Object location annotation data ->
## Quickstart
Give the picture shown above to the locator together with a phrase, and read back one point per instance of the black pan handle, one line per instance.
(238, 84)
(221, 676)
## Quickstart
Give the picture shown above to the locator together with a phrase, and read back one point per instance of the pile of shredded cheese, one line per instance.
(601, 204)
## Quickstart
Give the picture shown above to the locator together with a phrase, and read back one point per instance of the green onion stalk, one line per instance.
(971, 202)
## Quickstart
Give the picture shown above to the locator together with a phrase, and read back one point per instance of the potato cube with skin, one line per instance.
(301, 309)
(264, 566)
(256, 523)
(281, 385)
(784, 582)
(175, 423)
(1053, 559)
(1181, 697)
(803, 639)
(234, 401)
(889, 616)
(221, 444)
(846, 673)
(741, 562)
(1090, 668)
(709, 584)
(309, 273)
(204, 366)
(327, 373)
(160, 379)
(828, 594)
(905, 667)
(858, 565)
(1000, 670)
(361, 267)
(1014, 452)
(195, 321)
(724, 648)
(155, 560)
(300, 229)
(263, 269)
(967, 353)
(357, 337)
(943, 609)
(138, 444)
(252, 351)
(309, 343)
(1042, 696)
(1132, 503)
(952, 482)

STATED PROBLEM -> In full and verbatim, repeat the records given above.

THE RESULT ->
## Quickstart
Give the picture shown above to the locator together with a phrase, and read back one point per instance of the black pan handle, one line per instance.
(238, 84)
(221, 676)
## Quickstart
Give the picture shown above to the locator together with a phrase, and read back one point per instance of the pile of shredded cheese, one line per instance.
(601, 204)
## Quickstart
Give the picture shown above to the locator together with a phrase, and read back one point per instance of the green onion stalk, one line per instance.
(971, 202)
## Quickstart
Give the picture shown above to the locator together with a phrase, and read back one point per instance of the potato cube with skin, one line per instance.
(301, 309)
(264, 566)
(256, 523)
(281, 385)
(784, 582)
(175, 423)
(1053, 559)
(1181, 697)
(803, 639)
(234, 401)
(889, 616)
(221, 444)
(846, 673)
(741, 562)
(1090, 668)
(709, 584)
(309, 273)
(204, 366)
(327, 373)
(160, 379)
(828, 594)
(905, 667)
(858, 565)
(1000, 670)
(361, 267)
(1014, 452)
(195, 321)
(724, 648)
(155, 560)
(300, 229)
(263, 269)
(967, 353)
(357, 337)
(943, 609)
(138, 444)
(252, 351)
(309, 343)
(1042, 696)
(1132, 503)
(952, 482)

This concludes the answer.